═════ The input
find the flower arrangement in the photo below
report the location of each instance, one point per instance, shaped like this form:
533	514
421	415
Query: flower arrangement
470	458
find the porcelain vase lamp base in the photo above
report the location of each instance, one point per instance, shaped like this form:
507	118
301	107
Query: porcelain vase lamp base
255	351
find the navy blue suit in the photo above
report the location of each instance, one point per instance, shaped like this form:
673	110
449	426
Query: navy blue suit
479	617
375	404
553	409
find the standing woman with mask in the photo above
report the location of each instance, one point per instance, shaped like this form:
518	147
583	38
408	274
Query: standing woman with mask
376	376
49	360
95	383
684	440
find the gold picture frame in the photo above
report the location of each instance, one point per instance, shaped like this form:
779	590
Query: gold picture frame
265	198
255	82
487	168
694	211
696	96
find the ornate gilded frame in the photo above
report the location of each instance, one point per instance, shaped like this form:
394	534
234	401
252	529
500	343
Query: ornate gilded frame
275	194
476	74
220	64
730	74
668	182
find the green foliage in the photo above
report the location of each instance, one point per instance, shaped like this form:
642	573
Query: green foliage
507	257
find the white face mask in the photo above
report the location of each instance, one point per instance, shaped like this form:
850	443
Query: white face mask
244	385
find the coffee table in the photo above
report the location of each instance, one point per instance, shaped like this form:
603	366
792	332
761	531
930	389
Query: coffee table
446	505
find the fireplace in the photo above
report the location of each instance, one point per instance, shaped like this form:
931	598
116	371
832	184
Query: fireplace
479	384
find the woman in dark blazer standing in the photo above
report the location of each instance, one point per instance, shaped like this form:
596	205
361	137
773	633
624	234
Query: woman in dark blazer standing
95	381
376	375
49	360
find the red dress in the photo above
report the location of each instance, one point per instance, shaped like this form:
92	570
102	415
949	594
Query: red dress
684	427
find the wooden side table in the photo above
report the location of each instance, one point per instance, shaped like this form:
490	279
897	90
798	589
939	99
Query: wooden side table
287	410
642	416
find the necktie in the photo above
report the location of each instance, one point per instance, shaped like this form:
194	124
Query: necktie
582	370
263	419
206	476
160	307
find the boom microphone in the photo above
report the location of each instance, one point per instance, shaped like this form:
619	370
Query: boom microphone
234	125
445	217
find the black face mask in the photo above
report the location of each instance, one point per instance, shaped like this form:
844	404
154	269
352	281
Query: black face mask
══════════
#### [Exercise goal]
Rewrite the listing from the line with "find the wooden side table in the photo above" up to and including its last line, keeping the requests, and multiply every answer coordinate by 1.25, rounding to whole numbers with halves going up. Leave the numbers in the requests and their format samples unchanged.

#### [Solution to this exercise]
find the wooden side table in the photo above
report the location of each instance, one point per instance, shaped like this form:
490	279
897	90
798	589
939	99
Query: wooden side table
359	513
803	520
find the necktie in the photo above
report the location of each instance, one point per instance, shaped like this form:
194	124
Query: necktie
728	463
329	524
258	595
200	384
find the boom microphone in the photo above
report the location of each instance, one point per instance, shaped like this form:
619	370
Query: boom microphone
293	156
556	271
find the black face mask in the photo above
report the location of each instance, one point per instance, shaped like this form:
844	404
154	269
352	281
Query: black face mask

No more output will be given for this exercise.